AMAN ” Indigenous Peoples Penting Sebagai Identitas Masyarakat Adat
Jakarta 14/9/2015 – Sekjen Aliansi Masyarakat Adat Nusantara (AMAN) Abdon Nababan mengatakan bahwa substansi dari draf Intended Nationally Determined Contribution (INDC) yang akan dibawa ke acara Conference of Parties (COP) 21 (konferensi perubahan ikim) di Paris, belum mampu menjangkau harapan AMAN dan harapan Presiden RI. Hal tersebut disampaikannya dalam acara konferensi pers “Tanggapan Kritis AMAN Terhadap INDC Indonesia” bersama Rukka Sombolinggi dan Wimar Witolear berlangsung di Locanda Food Voyager, Panin Building Ground Floor, Jl. Jend. Sudirman, Jakarta Pusat (14/9/2015). Lebih jauh Abdon mengatakan bahwa sebenarnya ada niat dari pemerintah untuk memasukkan kontribusi masyarakat adat di dalam dokumen INCD.
“Tapi kami merasa niat itu belum kesampaian. Bisa kita lihat dari angka-angka yang digunakan dalam dokumen tersebut. Memasukkan peranan masyarakat adat namun belum disertai dengan kajian atau pendataan yang kuat terhadap masyarakat adat,” kata Abdon.
“Penggunaan terminologi adat communities dalam dokumen berbahasa Inggeris yang disiapkan oleh pemerintah juga akan menimbulkan masalah serius dalam proses perundingan nanti. Kami melihat bahwa draf INDC tersebut belum sepenuhnya menerima bahwa masyarakat adat Indonesia sepadan dengan Indigenous Peoples dalam terminologi perundingan,” lanjutnya.

Catatan Tersedia:

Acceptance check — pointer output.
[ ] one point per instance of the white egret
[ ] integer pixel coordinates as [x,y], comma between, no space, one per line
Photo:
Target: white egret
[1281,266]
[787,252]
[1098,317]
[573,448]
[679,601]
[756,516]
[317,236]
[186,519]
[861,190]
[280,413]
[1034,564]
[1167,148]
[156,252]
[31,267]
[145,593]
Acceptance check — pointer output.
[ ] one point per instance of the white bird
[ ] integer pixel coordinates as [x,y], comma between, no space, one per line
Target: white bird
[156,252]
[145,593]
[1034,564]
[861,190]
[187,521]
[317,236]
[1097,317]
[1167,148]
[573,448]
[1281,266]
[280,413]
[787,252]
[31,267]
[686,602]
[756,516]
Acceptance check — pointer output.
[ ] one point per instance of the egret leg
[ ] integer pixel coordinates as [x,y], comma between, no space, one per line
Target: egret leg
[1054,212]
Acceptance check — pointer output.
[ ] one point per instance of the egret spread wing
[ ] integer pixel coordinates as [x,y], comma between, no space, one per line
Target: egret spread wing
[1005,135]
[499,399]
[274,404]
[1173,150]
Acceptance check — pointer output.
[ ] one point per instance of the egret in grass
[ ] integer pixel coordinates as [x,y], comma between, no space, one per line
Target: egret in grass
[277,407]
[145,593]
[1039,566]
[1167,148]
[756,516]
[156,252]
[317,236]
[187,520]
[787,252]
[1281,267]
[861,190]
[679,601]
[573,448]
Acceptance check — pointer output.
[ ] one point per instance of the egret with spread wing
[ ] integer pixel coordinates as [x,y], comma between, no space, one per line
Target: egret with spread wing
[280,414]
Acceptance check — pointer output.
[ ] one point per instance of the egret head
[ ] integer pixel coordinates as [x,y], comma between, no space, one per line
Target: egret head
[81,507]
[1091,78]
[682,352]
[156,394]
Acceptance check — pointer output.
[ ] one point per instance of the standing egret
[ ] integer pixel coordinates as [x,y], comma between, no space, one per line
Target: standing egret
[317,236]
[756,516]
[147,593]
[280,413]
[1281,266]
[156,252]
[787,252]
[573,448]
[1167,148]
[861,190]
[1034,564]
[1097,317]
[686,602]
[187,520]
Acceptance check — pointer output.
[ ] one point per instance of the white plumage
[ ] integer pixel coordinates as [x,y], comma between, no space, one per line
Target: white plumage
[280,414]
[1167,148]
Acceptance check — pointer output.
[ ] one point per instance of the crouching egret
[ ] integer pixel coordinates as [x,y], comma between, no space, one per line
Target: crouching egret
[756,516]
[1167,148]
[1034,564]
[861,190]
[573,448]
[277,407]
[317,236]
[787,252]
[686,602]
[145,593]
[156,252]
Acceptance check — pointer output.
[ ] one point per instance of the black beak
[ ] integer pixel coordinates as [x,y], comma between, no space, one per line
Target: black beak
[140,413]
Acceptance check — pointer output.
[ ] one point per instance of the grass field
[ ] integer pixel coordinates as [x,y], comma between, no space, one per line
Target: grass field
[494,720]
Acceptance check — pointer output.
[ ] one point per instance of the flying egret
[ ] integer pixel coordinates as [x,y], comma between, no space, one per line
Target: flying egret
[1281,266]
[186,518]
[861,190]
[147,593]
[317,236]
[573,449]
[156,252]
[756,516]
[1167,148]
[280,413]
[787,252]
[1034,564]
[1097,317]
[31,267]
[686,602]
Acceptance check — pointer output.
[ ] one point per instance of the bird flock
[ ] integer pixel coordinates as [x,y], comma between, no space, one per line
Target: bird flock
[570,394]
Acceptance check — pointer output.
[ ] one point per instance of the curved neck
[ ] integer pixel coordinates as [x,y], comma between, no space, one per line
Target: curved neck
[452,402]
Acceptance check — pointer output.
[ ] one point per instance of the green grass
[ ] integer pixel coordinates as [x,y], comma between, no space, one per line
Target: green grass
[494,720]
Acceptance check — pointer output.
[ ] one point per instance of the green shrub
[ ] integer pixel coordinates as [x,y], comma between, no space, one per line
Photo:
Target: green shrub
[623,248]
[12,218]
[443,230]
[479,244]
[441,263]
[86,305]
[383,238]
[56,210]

Petunjuk Tugas 1:
Silakan tentukan apakah setiap pernyataan berikut sesuai dengan bacaan tentang tanggapan AMAN terhadap draf INDC, lalu jawab ya atau tidak disertai kutipan kata-kata bacaan yang menjadi penentunya. (a) Konferensi pers itu diadakan di Locanda Food Voyager, Jakarta Pusat. (b) Menurut Abdon, pemerintah sama sekali tidak berniat memasukkan kontribusi masyarakat adat ke dalam dokumen tersebut. (c) Abdon menilai pemakaian istilah adat communities dapat menimbulkan masalah serius dalam perundingan.
Petunjuk Tugas 2:
Teruskan bacaan tentang tanggapan AMAN terhadap draf INDC, dimulai sesudah kalimat terakhir yang ditampilkan.

Hasil Latihan 1:
(a) Ya: "berlangsung di Locanda Food Voyager, Panin Building Ground Floor, Jl. Jend. Sudirman, Jakarta Pusat"
(b) Tidak: "sebenarnya ada niat dari pemerintah untuk memasukkan kontribusi masyarakat adat"
(c) Ya: "juga akan menimbulkan masalah serius dalam proses perundingan nanti"

Hasil Latihan 2:
“Kalau kita lihat semua perundingan internasional terkait dengan HAM dan Lingkungan Hidup baik diversity maupun perubahan iklim, untuk masyarakat yang punya karakteristik dan sejarah seperti masyarakat adat di Indonesia, di dunia internasional itu disebutkan Indigenous Peoples. Kelompok-kelompok yang punya identitas budaya bersama dan punya wilayah yang secara turun temurun dari nenek moyangnya dan sepenuhnya mereka dikelola. Mereka punya pranata sosial budaya, ekonomi politik yang berbeda dari warga negara lainnya. Tetapi di dalam INDC ini, Indigenous Peoples justru tidak digunakan,” Abdon menambahkan.
“Pertanyaannya kalau ini dibawa dalam negosiasi internasional seperti di The United Nation Framework Convention on Climate Change (UNFCCC) orang tidak tahu apa itu adat communities dan bagaimana nanti mengukur kontribusinya. Kami melihat ada semacam pengakuan setengah hati terhadap masyarakat adat sebagai Indigenous Peoples. Padahal pemerintah Indonesia dalam negosiasi-negosiasi internasional sudah menggunakan Indigenous Peoples untuk masyarakat adat,” kata Abdon menjelaskan.
“Kok tiba-tiba dalam draf INDC ini hilang, menurut kami ada keanehan. Local Communities yang punya sejarah, punya keterikatan antara budaya dan lingkungannya yang sangat kuat itu Indigenous Peoples. Jadi sebenarnya tidak ada pilihan lain kecuali menggunakan Indigenous Peoples. Justru ketika dipakai adat communities, INDC ini sebenarnya menjadi tidak bermakna,” tegas Abdon.
“Indonesia adalah salah satu negara yang paling maju pengakuan dan penghormatannya terhadap masyarakat adat di antara negara-negara yang baru merdeka paska perang dunia ke-2. Indonesai itu negara yang konstitusinya dengan tegas menyatakan mengakui, menghormati dan melindungi hak-hak masyarakat hukum adat dalam hal ini kita sebut sebagai Indigenous Peoples. Itulah sebenarnya modal pemerintah untuk memimpin proses perundingan di Paris nanti, jadi jangan mundur,” kata Abdon.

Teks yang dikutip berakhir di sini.